[Entries from a dataset]
^^^^^^^^^^^^^^^^

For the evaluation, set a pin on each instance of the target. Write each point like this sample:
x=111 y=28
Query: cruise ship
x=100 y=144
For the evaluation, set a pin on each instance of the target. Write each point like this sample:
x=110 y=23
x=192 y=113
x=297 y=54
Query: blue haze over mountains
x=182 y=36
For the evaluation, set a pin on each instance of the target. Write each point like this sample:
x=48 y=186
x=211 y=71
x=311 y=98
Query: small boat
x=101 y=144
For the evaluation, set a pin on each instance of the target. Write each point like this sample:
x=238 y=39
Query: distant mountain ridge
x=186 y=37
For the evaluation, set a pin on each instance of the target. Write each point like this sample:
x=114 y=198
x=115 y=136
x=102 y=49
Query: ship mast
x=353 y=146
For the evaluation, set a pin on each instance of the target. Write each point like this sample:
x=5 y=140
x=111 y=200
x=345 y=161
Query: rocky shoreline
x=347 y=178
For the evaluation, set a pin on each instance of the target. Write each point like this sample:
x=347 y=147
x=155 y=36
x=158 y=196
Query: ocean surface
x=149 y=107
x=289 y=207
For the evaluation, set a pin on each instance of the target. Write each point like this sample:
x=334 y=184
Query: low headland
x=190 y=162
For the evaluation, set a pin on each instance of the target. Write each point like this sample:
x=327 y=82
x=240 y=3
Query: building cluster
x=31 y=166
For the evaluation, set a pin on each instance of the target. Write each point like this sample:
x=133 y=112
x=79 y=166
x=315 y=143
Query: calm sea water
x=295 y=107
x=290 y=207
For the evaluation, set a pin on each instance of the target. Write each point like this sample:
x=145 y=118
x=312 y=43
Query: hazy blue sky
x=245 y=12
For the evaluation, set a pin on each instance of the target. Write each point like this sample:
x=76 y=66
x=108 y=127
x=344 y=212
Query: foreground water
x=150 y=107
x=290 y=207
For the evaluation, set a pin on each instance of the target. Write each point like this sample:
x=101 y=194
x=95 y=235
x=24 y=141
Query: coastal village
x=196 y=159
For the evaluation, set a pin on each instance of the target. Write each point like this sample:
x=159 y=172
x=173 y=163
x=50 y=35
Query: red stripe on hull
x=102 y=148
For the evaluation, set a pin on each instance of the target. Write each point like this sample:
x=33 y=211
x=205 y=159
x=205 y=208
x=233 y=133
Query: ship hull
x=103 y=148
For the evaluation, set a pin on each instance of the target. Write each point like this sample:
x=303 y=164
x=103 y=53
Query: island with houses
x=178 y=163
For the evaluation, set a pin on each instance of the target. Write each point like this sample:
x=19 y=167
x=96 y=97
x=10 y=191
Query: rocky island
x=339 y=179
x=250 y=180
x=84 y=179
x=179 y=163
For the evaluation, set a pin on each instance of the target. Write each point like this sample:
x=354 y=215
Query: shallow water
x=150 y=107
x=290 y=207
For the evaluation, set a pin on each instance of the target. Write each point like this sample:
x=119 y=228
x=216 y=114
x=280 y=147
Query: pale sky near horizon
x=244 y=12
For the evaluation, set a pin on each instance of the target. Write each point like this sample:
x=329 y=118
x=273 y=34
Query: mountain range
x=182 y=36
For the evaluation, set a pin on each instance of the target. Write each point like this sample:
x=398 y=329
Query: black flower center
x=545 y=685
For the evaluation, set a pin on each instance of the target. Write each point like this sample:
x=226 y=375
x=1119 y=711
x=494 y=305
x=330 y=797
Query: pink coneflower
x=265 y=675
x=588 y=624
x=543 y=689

^^^^^^^^^^^^^^^^

Goal. Reproduce the material above in full, replacing every occurrence of "Query" with "Target" and leaving everything else unchanged.

Correct result.
For the evaluation, set a pin on each instance of the target. Write each point like this sample:
x=111 y=28
Target: cruise ship
x=100 y=144
For the evaluation, set a pin on each instance of the target. Write each point like this sample:
x=110 y=23
x=192 y=113
x=297 y=54
Target: blue haze over mountains
x=182 y=36
For the evaluation, set a pin on each instance of the target. Write each point like this sample:
x=48 y=186
x=211 y=71
x=311 y=98
Target: small boat
x=101 y=144
For the evaluation, set a pin on each instance of the target. Write each point like this sample:
x=238 y=39
Target: distant mountain ridge
x=186 y=37
For the evaluation, set a pin on each instance of the target. Write each point like this sample:
x=114 y=198
x=115 y=136
x=102 y=49
Target: ship mast
x=353 y=146
For the evaluation, set a pin on each instance of the target. Write each point like this sample:
x=5 y=140
x=111 y=200
x=345 y=161
Target: rocky shoreline
x=347 y=178
For the evaluation, set a pin on each instance of the target. Write each point like this sample:
x=347 y=147
x=155 y=36
x=158 y=196
Target: ocean surface
x=149 y=107
x=289 y=207
For the evaluation, set a pin on each instance of the target. Write each point like this sample:
x=334 y=184
Target: low headland
x=190 y=162
For the evaluation, set a pin on each instance of the target. Write each point like this sample:
x=327 y=82
x=240 y=3
Target: building cluster
x=31 y=166
For the evaluation, set a pin on each instance of the target. Write each point like this sample:
x=133 y=112
x=79 y=166
x=315 y=143
Target: calm sea water
x=295 y=107
x=290 y=207
For the evaluation, set a pin on each instance of the target. Write each point like this sample:
x=145 y=118
x=312 y=43
Target: hazy blue sky
x=245 y=12
For the evaluation, set a pin on each instance of the target. Write each point like this sample:
x=76 y=66
x=108 y=127
x=344 y=212
Target: foreground water
x=150 y=107
x=290 y=207
For the evaluation, set a pin on each instance of the target. Write each point like this sample:
x=101 y=194
x=95 y=235
x=24 y=141
Target: coastal village
x=196 y=159
For the evaluation, set a pin on each instance of the target. Write each point like this sample:
x=159 y=172
x=173 y=163
x=50 y=35
Target: red stripe on hull
x=102 y=148
For the evaluation, set a pin on each instance of the target. Write each point like this sample:
x=33 y=211
x=205 y=159
x=205 y=208
x=233 y=133
Target: ship hull
x=103 y=148
For the evaluation, set a pin on each instance of the target. Write each point like this sample:
x=303 y=164
x=103 y=53
Target: island with houses
x=178 y=163
For the evaluation, set a pin on each instance of the target. Write each point like this sample:
x=19 y=167
x=96 y=97
x=10 y=191
Target: rocky island
x=339 y=179
x=250 y=180
x=84 y=179
x=179 y=163
For the evaluation, set a pin on each instance of the target. Write each point like this sample:
x=354 y=215
Target: shallow water
x=150 y=107
x=290 y=207
For the evaluation, set a pin on each instance of the target. Write each point like this sample:
x=119 y=228
x=216 y=114
x=280 y=147
Target: pale sky near horizon
x=244 y=12
For the evaluation, set a pin on each instance of the target. Write each point like this sample:
x=329 y=118
x=273 y=34
Target: mountain range
x=182 y=36
For the evaluation, set a pin on each instance of the target. Write each point like this sample:
x=398 y=329
Target: black flower center
x=545 y=685
For the evaluation, set a pin on each instance of the target. Write each point like this sample:
x=226 y=375
x=1119 y=711
x=494 y=305
x=330 y=797
Target: pink coneflower
x=265 y=675
x=588 y=624
x=543 y=689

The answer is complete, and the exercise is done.